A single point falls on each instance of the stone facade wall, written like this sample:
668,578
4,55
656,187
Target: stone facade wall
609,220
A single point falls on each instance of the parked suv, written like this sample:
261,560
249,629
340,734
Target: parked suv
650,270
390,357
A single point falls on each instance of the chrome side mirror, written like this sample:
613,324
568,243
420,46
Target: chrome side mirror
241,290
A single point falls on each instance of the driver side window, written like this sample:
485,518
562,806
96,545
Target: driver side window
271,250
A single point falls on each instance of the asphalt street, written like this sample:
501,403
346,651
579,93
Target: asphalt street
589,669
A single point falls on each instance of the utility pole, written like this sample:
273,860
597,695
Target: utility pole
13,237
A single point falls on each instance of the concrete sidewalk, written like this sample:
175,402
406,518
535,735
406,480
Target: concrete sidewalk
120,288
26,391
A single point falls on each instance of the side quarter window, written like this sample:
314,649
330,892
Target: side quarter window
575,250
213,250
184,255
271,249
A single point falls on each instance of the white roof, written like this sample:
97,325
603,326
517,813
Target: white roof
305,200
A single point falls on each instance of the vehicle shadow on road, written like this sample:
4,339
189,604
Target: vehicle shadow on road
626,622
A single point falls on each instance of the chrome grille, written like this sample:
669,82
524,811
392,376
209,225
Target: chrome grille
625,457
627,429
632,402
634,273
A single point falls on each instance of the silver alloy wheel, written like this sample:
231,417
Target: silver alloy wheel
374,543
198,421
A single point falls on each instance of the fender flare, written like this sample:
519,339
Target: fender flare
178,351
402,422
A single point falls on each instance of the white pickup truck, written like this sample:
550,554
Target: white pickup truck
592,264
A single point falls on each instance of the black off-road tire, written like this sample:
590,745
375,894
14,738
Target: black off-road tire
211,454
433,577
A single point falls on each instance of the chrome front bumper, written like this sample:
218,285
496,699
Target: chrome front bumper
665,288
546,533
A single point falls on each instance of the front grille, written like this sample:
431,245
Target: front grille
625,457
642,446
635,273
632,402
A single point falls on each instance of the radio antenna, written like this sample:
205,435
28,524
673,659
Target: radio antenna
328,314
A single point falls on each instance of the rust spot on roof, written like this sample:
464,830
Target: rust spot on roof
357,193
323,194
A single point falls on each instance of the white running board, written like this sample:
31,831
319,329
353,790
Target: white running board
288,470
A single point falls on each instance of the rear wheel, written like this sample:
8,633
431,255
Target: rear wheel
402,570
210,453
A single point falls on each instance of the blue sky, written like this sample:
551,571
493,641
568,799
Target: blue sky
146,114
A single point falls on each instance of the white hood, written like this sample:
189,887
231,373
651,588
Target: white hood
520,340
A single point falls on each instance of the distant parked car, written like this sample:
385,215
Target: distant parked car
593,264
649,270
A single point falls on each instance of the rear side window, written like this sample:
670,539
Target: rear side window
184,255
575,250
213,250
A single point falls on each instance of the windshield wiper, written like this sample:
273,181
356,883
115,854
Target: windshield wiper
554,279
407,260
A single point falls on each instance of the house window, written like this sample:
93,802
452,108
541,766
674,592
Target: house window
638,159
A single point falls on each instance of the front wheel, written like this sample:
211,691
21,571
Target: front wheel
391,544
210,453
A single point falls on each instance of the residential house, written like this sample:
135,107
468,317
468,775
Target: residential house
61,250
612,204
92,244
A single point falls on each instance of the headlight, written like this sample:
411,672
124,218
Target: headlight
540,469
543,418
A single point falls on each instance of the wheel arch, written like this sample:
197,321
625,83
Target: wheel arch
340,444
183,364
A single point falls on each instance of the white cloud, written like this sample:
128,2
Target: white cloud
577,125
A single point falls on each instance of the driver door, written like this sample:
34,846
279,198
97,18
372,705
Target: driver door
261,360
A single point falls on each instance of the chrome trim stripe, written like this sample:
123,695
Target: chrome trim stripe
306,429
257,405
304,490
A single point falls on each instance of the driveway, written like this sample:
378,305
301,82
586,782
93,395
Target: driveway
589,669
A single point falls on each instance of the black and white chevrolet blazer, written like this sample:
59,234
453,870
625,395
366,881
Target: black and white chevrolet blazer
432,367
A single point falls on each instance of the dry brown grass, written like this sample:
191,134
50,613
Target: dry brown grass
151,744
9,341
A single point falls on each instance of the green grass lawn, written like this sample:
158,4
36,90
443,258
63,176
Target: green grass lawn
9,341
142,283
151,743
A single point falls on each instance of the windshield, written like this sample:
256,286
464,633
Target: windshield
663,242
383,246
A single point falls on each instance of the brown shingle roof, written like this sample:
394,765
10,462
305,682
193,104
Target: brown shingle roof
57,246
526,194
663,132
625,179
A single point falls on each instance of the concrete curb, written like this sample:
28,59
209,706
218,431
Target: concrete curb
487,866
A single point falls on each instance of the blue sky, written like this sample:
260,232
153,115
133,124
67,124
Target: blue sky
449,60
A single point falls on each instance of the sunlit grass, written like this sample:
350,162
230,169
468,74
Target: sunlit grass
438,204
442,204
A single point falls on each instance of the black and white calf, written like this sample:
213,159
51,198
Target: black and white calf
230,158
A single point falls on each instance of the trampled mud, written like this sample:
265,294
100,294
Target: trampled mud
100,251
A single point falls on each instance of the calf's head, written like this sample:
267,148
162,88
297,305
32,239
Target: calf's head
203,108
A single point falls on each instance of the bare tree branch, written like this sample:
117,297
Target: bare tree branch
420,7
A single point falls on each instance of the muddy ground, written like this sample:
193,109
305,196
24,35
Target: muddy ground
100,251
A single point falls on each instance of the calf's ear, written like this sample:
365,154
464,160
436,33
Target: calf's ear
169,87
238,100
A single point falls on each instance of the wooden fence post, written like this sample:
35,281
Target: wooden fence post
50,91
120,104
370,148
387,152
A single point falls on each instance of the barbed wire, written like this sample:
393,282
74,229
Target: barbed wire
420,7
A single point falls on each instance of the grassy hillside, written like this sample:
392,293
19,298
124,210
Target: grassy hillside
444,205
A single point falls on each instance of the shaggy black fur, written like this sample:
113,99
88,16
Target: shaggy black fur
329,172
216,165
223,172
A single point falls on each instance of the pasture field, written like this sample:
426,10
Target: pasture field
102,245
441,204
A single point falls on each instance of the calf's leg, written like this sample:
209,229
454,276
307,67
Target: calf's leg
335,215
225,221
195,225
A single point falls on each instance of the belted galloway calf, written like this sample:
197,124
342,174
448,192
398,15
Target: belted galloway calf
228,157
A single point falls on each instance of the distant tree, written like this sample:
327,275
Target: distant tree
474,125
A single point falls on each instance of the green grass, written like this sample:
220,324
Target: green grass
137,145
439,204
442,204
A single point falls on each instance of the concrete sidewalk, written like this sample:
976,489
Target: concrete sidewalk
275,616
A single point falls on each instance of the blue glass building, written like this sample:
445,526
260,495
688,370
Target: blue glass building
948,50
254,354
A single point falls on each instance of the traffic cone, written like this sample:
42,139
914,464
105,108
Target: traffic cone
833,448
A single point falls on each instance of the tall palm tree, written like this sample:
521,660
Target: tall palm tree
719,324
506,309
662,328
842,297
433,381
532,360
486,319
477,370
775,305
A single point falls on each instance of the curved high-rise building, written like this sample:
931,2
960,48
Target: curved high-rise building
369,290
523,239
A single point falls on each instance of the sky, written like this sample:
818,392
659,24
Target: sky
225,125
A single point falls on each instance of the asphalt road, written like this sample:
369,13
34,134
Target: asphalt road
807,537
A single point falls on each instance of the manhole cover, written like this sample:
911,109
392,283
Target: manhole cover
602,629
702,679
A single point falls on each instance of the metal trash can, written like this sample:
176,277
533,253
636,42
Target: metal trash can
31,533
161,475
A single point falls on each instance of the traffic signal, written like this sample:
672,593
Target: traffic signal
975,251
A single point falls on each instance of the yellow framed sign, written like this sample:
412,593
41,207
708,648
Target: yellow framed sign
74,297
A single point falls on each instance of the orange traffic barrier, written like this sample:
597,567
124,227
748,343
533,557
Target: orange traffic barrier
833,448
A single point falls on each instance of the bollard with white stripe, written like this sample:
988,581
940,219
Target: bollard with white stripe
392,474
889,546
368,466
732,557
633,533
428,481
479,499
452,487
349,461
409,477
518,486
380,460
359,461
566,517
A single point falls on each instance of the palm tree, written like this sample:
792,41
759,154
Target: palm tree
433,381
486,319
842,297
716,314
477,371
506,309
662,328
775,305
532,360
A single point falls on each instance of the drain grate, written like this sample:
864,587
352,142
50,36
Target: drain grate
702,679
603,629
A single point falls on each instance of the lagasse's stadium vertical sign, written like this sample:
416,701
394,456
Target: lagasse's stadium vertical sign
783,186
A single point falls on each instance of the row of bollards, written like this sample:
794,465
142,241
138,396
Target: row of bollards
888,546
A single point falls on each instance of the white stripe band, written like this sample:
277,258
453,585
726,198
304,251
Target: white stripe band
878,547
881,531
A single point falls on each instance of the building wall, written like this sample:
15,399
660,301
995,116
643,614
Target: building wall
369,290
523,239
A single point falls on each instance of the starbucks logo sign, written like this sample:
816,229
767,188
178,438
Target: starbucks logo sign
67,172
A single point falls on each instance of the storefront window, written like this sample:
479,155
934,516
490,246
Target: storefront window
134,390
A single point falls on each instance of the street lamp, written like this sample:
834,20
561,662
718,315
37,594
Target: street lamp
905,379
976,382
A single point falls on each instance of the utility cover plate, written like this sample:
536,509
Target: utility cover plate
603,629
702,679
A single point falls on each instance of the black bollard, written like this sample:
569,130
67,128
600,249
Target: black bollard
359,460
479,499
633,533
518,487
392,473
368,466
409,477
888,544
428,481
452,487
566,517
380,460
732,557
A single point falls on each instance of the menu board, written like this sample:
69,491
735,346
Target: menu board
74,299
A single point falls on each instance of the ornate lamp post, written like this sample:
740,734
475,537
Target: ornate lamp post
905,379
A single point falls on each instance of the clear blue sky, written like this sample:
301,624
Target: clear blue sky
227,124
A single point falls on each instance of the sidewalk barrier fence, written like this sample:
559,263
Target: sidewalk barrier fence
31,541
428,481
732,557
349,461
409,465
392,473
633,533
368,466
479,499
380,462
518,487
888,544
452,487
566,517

________________________

*Stated task*:
Retype, with no changes, the stretch of material from the line that contains "A single point falls on each instance of the street" through the end of the material.

*The output*:
A single point falls on each instance of the street lamp, written like this sample:
834,20
561,662
718,315
37,594
Target: street lamp
905,379
976,382
A single point falls on each instance of the utility cover plate, written like this sample:
536,509
Target: utility cover plate
603,629
702,679
A single point falls on each instance of the black bollard, written like this sample:
569,130
67,128
600,249
Target: black bollard
359,460
479,499
633,533
518,487
392,473
368,466
409,477
888,544
428,481
452,487
566,517
380,460
732,557
A single point falls on each instance of the menu board, written like this sample:
69,491
735,346
Target: menu board
74,299
A single point falls on each instance of the ornate lamp post, written like this sample:
740,734
475,537
Target: ornate lamp post
905,379
A single point falls on each instance of the clear blue sky, written like this sample:
301,624
Target: clear blue sky
227,124
A single point falls on each instance of the sidewalk barrier fence, written like this sample:
559,263
Target: sidewalk barrier fence
31,541
428,481
732,557
349,461
409,465
392,473
633,533
368,466
479,499
380,462
518,487
888,544
452,487
566,517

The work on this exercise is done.